Kedua macam penyesuaian ini termasuk dalam proses
belajar , karena daripadanya terjadi perubahan-perubahan yang kadang-kadang
sangat mendalam dalam kehidupan manusia.
Manusia dalam kehidupannya tiap-tiap hari selalu
belajar, Akan tetapi tidak semua belajar adalah penyesuaian diri.
c).
Belajar dan Pengalaman [23]
keduanya merupakan
suatu proses yang merubah sikap, tingkah laku dan pengetahuan kita. Akan
tetapi, belajar dan memperoleh pengalaman adalah berbeda. Mengalami sesuatu
belum tentu merupakan belajar dalam arti pedagogis; tetapi sebaliknya:
tiap-tiap belajar berarti juga mengalami.
d).
Belajar dan Bermain [24]
Dalam bermain terjadi
juga proses belajar, persamaannya ialah Bahwa dalam belajar dan bermain
keduanya terjadi perubahan, yang dapat mengubah tingkah laku, sikap dan
pengalaman.
Akan
tetapi, antara keduanya terdapat perbedaan, Menurut arti katanya, bermain
merupakan kegiatan khusus bagi anak-anak meskipun pada orang dewasa terdapat
juga Sedangkan belajar merupakan kegiatan yang umum, terdapat pada manusia
sejak lahir samapi mati.

• TUJUAN A: Tuliskan semua hal yang, menurut teks tentang belajar, diubah oleh belajar dan pengalaman.
• TUJUAN B: Dalam teks tentang belajar, kegiatan apa yang menurut arti katanya khusus bagi anak-anak?
• TUJUAN C: Teruskan teks tentang belajar mulai setelah kalimat terakhirnya.
Baris data di bagian ini diambil dari sumber yang berbeda.

• ISI DATA:
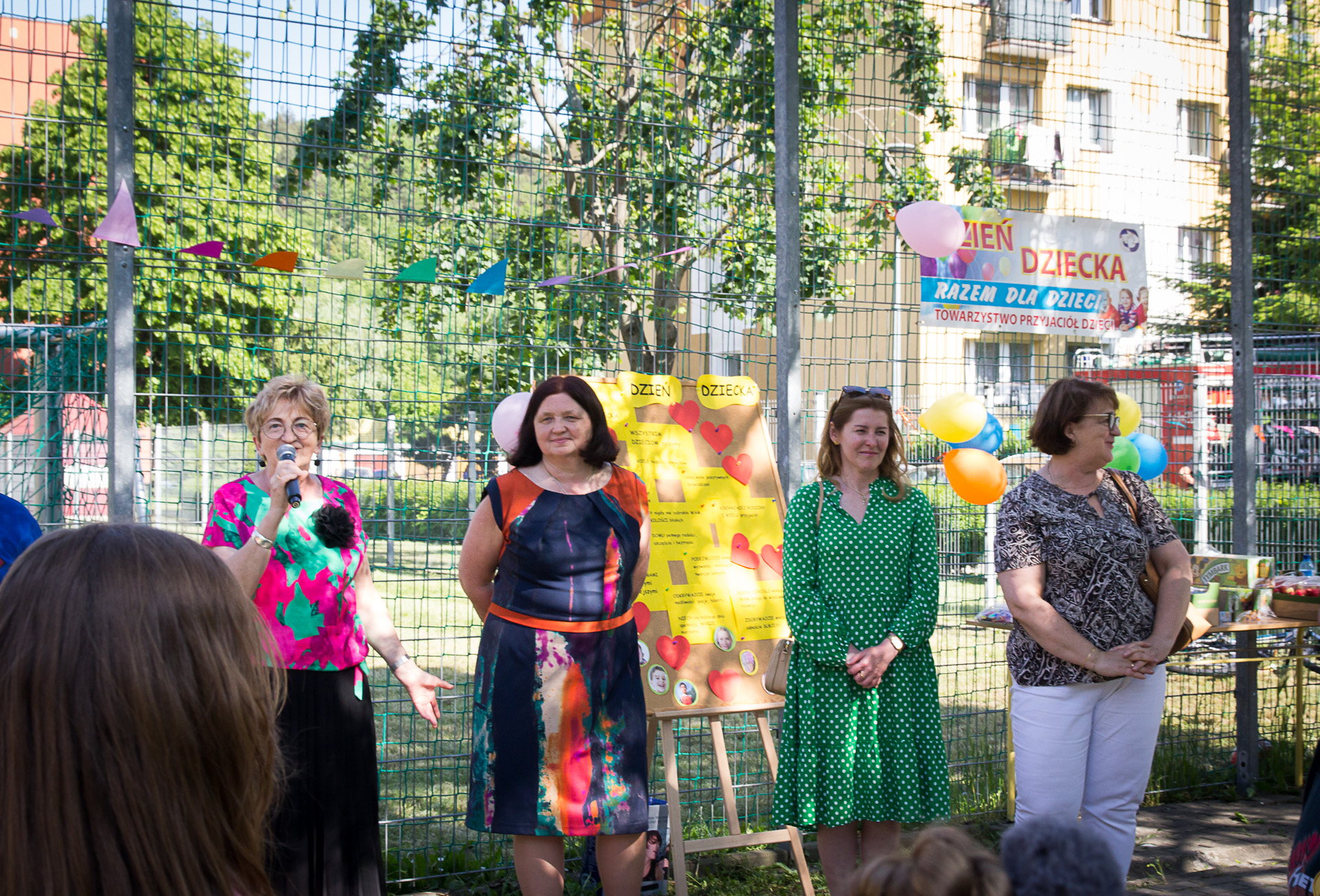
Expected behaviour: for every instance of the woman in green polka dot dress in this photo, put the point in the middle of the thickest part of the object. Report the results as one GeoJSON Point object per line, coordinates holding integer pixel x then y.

• JAWABAN TUGAS A: Sikap, tingkah laku, dan pengetahuan.

• JAWABAN TUGAS B: Bermain.

• JAWABAN TUGAS C:
Menurut
sifatnya, perbedaan belajar dan bermain ialah kegiatan belajar mempunyai tujuan
yang terletak pada masa depan, masa kemudian. Sedangkan bermain hanya ditujukan
pada waktu itu saja.
e).Belajar
dan Pengertian [25]
Belajar mempunyai arti yang lebih
luas daripada hanya mencapai pengertian. Ada proses belajar yang berlangsung
dengan otomatis tanpa pengertian. Seperti proses belajar yang terjadi pada
hewan. Umpamanya seekor anak kucing melatih diri cara menangkap dengan
menggunakan bela. Latihan cara menangkap
itu dilakukan dengan cara tanpa pengertian tanpa menyadari apa maksud dan
tujuan latihan itu. Pada manusia belajar
seperti inipun terdapat pula.
Sebaliknya ada
pula pengertian yang tidak menimbulkan proses belajar. Dengan mendapatkan
sesuatu pengertian tertentu, belum tentu seseorang kemudian berubah tingkah
lakunya. Belum tentu seseorang yang mengerti tentang sesuatu berarti ia telah
menjalankan/ bersikap sesuai dengan pengertian yang dicapainya.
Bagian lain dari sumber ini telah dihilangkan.